Coordinate annotation entries:
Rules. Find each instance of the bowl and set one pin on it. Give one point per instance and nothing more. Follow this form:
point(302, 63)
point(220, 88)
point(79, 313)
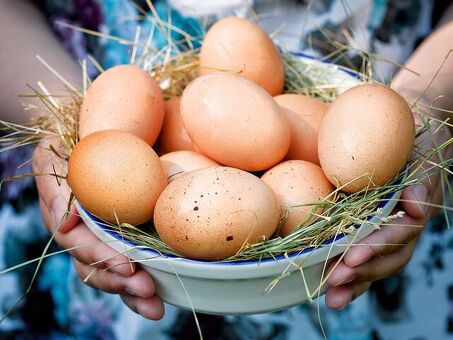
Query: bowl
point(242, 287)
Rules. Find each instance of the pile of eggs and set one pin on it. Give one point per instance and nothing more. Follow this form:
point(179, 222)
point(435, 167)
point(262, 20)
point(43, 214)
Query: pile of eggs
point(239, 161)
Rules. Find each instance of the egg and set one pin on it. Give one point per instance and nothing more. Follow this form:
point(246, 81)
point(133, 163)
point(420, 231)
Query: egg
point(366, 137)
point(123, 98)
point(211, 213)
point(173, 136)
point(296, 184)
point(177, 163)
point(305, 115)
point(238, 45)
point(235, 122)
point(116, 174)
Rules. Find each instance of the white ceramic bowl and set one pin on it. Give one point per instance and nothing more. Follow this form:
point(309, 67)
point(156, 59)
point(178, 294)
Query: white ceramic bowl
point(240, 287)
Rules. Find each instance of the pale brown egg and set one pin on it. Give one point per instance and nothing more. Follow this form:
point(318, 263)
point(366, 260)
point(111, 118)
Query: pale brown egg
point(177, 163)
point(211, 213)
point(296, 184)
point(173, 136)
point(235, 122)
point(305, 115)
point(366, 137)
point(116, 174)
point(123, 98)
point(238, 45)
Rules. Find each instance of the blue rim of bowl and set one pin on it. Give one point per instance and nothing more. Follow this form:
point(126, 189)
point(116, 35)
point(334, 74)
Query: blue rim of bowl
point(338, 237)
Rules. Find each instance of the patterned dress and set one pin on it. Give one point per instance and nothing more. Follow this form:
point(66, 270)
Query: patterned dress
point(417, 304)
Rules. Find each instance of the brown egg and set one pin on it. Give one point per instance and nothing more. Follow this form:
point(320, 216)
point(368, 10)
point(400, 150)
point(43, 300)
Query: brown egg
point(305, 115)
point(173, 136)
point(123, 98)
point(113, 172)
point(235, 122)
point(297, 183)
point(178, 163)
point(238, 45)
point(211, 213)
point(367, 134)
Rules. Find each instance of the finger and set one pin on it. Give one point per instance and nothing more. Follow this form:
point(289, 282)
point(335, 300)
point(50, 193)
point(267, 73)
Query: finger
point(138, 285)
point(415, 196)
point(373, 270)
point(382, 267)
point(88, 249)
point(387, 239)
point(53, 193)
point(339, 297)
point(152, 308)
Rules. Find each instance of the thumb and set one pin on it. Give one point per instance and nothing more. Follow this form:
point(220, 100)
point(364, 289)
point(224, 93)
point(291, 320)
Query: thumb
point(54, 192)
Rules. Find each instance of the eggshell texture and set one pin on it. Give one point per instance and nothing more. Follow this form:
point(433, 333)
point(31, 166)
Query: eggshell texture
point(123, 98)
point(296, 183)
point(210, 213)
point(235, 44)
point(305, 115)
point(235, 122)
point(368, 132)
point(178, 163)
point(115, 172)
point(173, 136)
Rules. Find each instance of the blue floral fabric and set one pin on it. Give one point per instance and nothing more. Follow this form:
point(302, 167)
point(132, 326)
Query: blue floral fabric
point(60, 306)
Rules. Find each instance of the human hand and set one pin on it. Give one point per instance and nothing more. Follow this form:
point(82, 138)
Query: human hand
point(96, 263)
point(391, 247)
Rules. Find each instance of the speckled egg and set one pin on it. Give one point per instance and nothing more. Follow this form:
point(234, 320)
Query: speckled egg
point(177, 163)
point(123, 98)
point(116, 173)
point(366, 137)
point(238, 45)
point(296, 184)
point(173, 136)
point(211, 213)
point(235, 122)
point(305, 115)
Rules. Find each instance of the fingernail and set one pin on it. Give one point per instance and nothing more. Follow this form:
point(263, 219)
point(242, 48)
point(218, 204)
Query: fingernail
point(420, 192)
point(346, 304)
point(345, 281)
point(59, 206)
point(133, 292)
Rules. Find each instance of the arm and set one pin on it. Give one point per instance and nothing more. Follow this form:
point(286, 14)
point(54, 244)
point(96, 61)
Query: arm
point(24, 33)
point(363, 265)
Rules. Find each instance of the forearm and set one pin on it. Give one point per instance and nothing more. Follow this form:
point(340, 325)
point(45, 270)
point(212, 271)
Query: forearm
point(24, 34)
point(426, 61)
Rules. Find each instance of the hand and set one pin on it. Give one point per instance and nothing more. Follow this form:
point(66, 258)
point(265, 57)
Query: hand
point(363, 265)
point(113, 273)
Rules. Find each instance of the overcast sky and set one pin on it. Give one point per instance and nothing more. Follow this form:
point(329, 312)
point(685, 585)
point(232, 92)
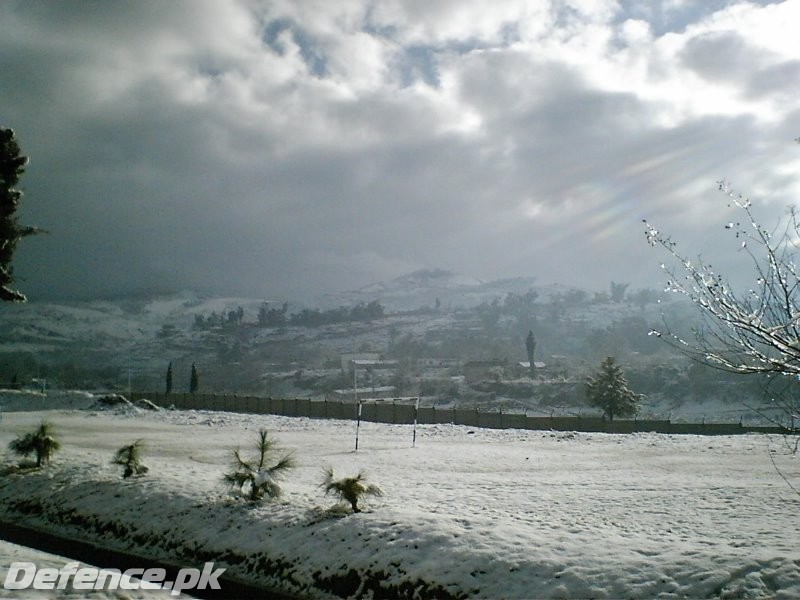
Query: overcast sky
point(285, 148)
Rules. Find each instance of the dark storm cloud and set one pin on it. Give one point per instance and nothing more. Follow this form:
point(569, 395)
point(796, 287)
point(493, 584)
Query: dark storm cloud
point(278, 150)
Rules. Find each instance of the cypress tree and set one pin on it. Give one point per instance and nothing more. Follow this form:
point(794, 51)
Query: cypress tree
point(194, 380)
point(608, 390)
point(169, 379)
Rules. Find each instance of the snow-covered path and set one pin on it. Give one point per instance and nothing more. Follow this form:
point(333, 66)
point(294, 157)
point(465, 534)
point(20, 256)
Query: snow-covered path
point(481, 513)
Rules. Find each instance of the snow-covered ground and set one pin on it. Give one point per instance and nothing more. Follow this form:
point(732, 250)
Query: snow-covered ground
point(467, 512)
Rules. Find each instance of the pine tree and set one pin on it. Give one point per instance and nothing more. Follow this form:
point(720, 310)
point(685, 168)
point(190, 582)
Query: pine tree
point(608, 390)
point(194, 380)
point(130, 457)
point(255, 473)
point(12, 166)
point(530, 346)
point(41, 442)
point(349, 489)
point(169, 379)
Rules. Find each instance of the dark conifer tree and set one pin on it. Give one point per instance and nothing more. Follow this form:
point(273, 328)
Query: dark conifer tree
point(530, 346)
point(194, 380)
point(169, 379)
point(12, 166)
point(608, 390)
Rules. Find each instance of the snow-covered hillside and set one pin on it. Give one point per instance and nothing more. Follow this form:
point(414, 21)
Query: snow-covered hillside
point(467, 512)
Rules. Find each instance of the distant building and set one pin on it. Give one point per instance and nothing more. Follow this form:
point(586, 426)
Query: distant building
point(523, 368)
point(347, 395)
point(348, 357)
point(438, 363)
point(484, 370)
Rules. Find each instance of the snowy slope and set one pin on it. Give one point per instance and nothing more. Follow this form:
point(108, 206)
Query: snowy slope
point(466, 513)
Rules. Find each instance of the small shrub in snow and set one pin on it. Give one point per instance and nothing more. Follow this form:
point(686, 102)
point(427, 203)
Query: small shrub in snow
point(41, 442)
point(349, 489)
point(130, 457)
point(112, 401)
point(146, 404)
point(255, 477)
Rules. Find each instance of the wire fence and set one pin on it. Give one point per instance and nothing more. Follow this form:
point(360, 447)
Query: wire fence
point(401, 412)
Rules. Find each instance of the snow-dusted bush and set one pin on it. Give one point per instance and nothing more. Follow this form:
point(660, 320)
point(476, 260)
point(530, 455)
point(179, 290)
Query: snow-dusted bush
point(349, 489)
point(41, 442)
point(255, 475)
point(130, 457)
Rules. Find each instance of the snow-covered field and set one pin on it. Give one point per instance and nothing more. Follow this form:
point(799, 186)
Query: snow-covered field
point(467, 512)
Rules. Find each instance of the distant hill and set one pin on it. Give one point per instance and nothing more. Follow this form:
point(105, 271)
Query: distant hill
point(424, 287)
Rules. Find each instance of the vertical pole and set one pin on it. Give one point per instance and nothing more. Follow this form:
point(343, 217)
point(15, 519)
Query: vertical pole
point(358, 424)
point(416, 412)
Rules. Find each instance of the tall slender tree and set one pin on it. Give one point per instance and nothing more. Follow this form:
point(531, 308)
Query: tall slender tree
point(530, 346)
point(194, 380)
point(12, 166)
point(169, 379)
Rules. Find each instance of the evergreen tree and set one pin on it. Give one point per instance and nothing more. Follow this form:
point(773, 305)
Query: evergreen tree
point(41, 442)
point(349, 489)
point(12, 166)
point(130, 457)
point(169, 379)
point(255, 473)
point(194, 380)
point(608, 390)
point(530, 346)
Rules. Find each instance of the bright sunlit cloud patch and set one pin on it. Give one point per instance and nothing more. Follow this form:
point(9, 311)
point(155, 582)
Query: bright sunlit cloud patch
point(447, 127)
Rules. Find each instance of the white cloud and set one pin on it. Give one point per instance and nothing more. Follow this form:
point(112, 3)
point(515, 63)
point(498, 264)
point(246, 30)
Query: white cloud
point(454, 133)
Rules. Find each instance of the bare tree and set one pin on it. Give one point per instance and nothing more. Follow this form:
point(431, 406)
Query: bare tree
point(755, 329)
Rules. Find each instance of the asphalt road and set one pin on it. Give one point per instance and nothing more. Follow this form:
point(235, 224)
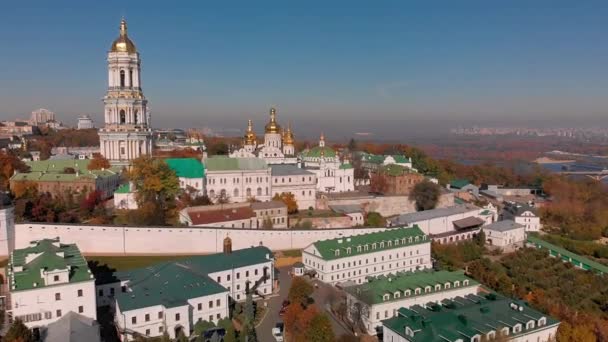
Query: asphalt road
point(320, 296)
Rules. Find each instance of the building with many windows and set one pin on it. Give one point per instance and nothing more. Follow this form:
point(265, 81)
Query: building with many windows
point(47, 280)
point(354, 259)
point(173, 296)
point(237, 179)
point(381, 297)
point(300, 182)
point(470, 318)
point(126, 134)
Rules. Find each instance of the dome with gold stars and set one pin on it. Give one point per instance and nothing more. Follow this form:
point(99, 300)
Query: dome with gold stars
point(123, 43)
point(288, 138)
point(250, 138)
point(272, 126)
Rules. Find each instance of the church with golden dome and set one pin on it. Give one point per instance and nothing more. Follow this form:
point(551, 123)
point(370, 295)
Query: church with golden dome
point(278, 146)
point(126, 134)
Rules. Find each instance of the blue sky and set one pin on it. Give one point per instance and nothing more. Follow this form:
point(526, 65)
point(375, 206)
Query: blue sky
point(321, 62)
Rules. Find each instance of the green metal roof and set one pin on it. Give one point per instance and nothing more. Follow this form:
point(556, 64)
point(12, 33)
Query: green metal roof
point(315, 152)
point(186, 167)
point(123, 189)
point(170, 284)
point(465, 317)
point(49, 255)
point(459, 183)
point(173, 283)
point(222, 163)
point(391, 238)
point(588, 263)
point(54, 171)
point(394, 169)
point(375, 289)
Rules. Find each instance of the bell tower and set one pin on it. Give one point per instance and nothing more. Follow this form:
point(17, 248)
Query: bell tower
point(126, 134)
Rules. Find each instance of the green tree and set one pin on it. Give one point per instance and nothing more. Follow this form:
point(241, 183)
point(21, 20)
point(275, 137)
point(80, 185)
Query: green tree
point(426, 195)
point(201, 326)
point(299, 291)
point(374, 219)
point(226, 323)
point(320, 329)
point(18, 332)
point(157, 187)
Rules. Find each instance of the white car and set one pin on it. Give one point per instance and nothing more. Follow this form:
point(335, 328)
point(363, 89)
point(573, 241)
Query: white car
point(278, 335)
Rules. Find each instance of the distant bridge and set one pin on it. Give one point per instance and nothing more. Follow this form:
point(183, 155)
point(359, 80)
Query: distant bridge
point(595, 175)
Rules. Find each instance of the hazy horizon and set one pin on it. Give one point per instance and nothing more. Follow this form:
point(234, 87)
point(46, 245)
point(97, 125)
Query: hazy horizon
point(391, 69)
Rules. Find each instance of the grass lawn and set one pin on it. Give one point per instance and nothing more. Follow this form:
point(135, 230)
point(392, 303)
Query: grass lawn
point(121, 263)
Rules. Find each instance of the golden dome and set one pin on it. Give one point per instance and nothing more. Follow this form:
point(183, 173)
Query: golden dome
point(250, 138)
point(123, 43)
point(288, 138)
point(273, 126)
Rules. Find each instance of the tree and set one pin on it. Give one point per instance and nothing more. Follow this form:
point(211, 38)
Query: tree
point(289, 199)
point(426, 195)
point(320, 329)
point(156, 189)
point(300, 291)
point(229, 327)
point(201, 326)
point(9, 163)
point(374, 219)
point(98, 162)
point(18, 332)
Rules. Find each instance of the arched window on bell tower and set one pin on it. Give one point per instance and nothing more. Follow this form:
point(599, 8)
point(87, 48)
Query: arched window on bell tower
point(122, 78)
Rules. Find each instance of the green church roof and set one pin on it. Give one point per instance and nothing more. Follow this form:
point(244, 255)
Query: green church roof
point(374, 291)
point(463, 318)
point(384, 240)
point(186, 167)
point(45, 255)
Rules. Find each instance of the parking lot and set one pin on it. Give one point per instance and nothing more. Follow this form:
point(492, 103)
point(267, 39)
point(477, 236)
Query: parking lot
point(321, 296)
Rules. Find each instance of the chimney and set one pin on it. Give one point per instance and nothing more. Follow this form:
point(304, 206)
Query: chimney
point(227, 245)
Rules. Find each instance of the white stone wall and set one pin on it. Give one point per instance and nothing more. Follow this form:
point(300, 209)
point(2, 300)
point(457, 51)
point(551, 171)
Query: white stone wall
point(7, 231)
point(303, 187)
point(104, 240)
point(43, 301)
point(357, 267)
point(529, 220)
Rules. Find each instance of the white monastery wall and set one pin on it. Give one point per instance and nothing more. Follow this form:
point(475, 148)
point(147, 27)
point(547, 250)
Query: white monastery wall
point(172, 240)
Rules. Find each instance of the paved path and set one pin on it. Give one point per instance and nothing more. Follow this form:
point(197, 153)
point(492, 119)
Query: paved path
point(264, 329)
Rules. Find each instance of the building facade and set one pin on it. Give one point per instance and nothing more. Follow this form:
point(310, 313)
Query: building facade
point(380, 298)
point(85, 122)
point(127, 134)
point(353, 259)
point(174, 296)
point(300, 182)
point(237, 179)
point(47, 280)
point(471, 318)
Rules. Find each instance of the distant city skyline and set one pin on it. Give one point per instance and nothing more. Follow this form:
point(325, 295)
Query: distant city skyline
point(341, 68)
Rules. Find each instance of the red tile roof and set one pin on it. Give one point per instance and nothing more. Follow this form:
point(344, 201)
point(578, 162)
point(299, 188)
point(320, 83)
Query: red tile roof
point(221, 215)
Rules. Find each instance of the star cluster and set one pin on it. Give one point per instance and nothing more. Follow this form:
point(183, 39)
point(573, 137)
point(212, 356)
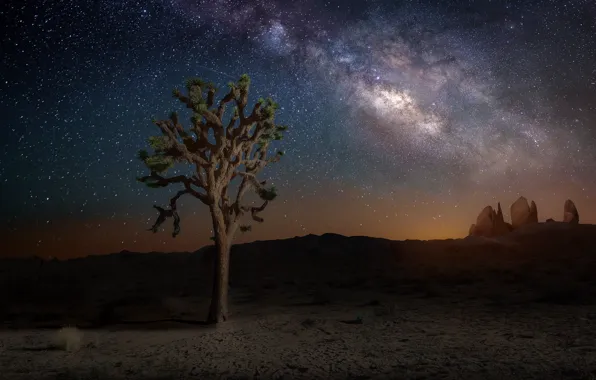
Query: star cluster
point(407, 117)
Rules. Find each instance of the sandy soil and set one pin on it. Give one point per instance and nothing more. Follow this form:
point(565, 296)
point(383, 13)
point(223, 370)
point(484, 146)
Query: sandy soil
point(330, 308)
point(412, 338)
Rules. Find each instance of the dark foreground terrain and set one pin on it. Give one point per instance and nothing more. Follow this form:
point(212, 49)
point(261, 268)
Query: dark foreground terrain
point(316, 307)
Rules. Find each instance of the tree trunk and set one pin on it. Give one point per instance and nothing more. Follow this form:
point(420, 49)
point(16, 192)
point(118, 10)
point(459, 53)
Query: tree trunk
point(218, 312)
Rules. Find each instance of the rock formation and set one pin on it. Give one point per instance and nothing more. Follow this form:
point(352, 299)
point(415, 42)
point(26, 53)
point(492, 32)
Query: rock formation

▶ Direction
Return the lines from the line containing "Rules. Find each instance of the tree trunk" to the end of the entries above, exactly as they appear and with no other output.

▶ Written solution
Rules. Find each instance of the tree trunk and set one pin on it. Give one point per instance and nothing more. Follow this form:
point(420, 49)
point(16, 192)
point(118, 10)
point(459, 53)
Query: tree trunk
point(218, 312)
Rules. Find each instance of the rock formation and set one pin on it. Give one point per instance and nothing more. Follow this form:
point(352, 299)
point(415, 42)
point(26, 53)
point(492, 32)
Query: rock formation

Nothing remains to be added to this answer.